> [Source excerpt]
So what's the reason behind it? Also, if i want to protect my stm32g0b1cet6 GPIO pin, how can I protect it, and also how can I purify the noisy signal that is fed at R64 and receive it at stm32 pin PB2?

Are you sure D17 is 3.3V?
Are you sure it's not in backwards?

Hi, thanks for your reply Yes, im sure its 3.3v and yes its in reverse direction

The problem is the 100K resistor is too big. A zener will always draw some current even below the zener voltage, so you are getting an additional voltage drop across that resistor.
Try a 10K and 3K as the voltage divider or get rid of the zener and use a schottky diode connected to 3.3V.

> [Recorded information]

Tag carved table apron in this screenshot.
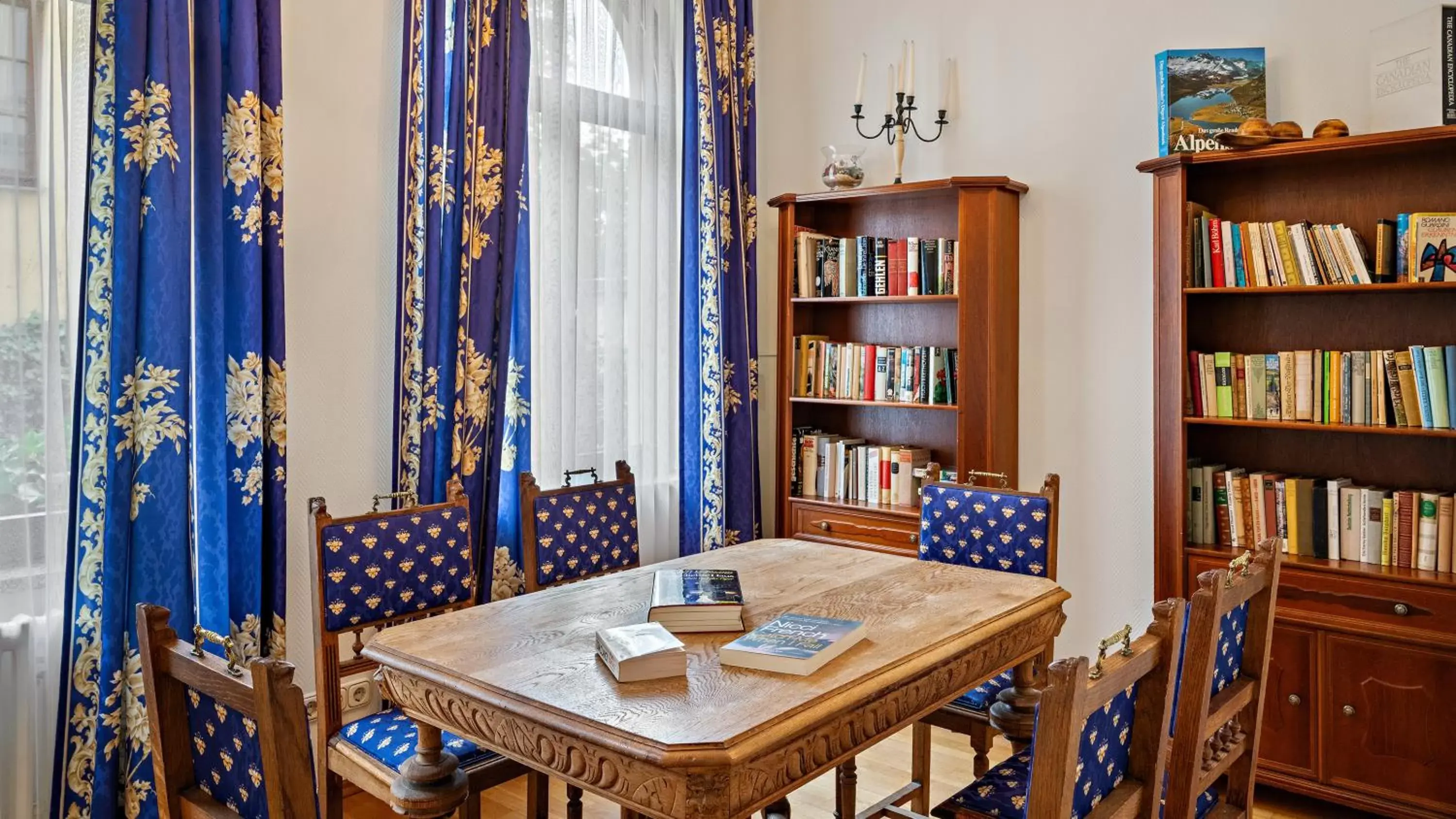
[364,540,1069,819]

> [Direction 1]
Reproduce the stretch of the GPIO protection thread from "Are you sure D17" through "across that resistor.".
> [Direction 2]
In the GPIO protection thread, which two resistor values are suggested for the voltage divider?
The lines are separate material with no connection to the GPIO protection thread.

> [Task result 1]
Are you sure D17 is 3.3V?
Are you sure it's not in backwards?

Hi, thanks for your reply Yes, im sure its 3.3v and yes its in reverse direction

The problem is the 100K resistor is too big. A zener will always draw some current even below the zener voltage, so you are getting an additional voltage drop across that resistor.

> [Task result 2]
10K and 3K.